▸ **TASK DIRECTIONS**
Render every line of the material below as a JSON list of strings, one string per line, omitting blank lines.

[Entries from a point annotation set]
☆ ☆ ☆ ☆

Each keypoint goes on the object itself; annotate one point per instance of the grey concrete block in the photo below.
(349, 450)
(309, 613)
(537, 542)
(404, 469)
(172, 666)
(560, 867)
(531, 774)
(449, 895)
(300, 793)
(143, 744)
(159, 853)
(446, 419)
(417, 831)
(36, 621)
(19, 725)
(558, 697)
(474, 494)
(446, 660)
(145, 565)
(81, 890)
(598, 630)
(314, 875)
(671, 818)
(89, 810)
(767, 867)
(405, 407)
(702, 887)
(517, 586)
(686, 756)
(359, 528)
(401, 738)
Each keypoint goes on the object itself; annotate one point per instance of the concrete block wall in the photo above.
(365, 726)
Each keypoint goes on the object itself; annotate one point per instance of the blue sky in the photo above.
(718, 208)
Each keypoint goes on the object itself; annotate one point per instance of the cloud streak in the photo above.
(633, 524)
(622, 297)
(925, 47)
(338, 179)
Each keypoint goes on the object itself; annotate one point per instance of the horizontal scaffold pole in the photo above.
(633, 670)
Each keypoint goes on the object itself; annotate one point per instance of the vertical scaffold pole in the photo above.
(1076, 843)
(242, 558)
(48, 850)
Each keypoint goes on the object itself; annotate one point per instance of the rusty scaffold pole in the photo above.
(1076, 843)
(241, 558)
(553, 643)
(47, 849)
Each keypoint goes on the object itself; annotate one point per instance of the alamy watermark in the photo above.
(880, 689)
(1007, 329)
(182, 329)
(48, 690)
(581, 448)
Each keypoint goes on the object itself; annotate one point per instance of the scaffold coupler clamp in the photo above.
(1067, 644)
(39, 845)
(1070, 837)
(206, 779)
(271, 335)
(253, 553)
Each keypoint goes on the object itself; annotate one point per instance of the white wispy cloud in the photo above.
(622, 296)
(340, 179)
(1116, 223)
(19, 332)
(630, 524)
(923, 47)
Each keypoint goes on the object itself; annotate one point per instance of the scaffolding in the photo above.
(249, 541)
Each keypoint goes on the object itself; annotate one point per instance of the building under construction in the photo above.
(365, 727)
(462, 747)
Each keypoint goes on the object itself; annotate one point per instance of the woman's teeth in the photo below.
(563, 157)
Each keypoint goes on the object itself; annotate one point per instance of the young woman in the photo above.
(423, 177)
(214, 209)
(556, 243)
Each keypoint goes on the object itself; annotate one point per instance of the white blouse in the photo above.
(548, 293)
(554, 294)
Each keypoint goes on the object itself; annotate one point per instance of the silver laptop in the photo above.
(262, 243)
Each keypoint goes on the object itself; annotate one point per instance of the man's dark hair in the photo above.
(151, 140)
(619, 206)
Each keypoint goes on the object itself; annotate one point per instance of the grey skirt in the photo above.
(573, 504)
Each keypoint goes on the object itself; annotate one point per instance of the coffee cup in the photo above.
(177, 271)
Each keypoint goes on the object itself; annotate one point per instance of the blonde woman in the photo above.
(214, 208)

☆ ☆ ☆ ☆

▸ **SOLUTION FOR THIS PROBLEM**
[
  "Each keypoint goes on the object itself; annotate one point per instance of the grey concrete block in the photo below.",
  "(349, 450)",
  "(309, 613)",
  "(537, 542)",
  "(404, 469)",
  "(172, 666)",
  "(560, 867)",
  "(531, 774)",
  "(449, 895)",
  "(300, 793)",
  "(143, 744)",
  "(159, 853)",
  "(446, 419)",
  "(417, 831)",
  "(36, 621)",
  "(19, 725)",
  "(558, 697)",
  "(474, 494)",
  "(446, 660)",
  "(145, 565)",
  "(81, 890)",
  "(598, 630)",
  "(314, 875)",
  "(671, 818)",
  "(89, 810)",
  "(767, 867)",
  "(405, 407)",
  "(702, 887)",
  "(517, 586)",
  "(686, 756)",
  "(359, 528)",
  "(401, 738)",
  "Each keypoint goes on the object itself; annotate one point per instance of the concrete block wall in the photo above.",
  "(365, 726)",
  "Each keypoint goes on the object itself; annotate one point per instance of the blue sky in the photo above.",
  "(718, 208)",
  "Each keypoint goes on the object itself; annotate one point per instance of the cloud streak in the photo above.",
  "(633, 524)",
  "(622, 297)",
  "(925, 47)",
  "(338, 179)",
  "Each keypoint goes on the object itself; annotate one point per instance of the horizontal scaffold pole in the photo above.",
  "(633, 670)",
  "Each keypoint goes on the object itself; annotate one point per instance of the vertical scaffold pole in the photo above.",
  "(1076, 843)",
  "(242, 558)",
  "(48, 850)",
  "Each keypoint goes on the object itself; annotate one point per instance of the rusty scaffold pole in the photo above.",
  "(1076, 843)",
  "(241, 558)",
  "(553, 643)",
  "(47, 849)",
  "Each keypoint goes on the object itself; annotate one point per instance of the alamy watermark in the photo above.",
  "(880, 689)",
  "(1007, 329)",
  "(182, 329)",
  "(48, 690)",
  "(581, 448)",
  "Each keypoint goes on the object itself; annotate one point per instance of the scaffold coupler clamp in the photo above.",
  "(1067, 644)",
  "(39, 845)",
  "(1070, 837)",
  "(206, 779)",
  "(271, 335)",
  "(253, 553)",
  "Each keypoint goes on the object itself; annotate one point per instance of the white wispy cloud in the photo above.",
  "(622, 296)",
  "(340, 179)",
  "(1116, 223)",
  "(19, 332)",
  "(630, 524)",
  "(923, 47)",
  "Each keypoint goes on the object itself; annotate one point per instance of the scaffolding in the photo above.",
  "(249, 541)",
  "Each keypoint goes on the object itself; annotate one point per instance of the building under construction in the photo above.",
  "(365, 727)",
  "(462, 747)",
  "Each keypoint goes on the object itself; annotate one point per instance of the woman's teeth in the photo below.",
  "(563, 157)",
  "Each keypoint goes on the object itself; annotate one point per instance of the young woman in the photo above.",
  "(423, 177)",
  "(214, 209)",
  "(556, 243)",
  "Each keypoint goes on the object itself; annotate one point per instance of the white blouse in the photo above.",
  "(548, 293)",
  "(554, 294)",
  "Each keypoint goes on the object itself; annotate one point per instance of the silver laptop in the photo above.",
  "(262, 243)",
  "Each keypoint goes on the object itself; annotate one point per instance of the man's dark hair in the photo above.",
  "(151, 140)",
  "(619, 206)",
  "Each keypoint goes on the object itself; annotate one point per instance of the grey skirt in the photo above.",
  "(573, 504)",
  "Each keypoint goes on the object itself; annotate one point per instance of the coffee cup in the photo above.",
  "(177, 271)",
  "Each keypoint goes on the object itself; annotate one point per instance of the blonde woman in the photo above.",
  "(214, 208)"
]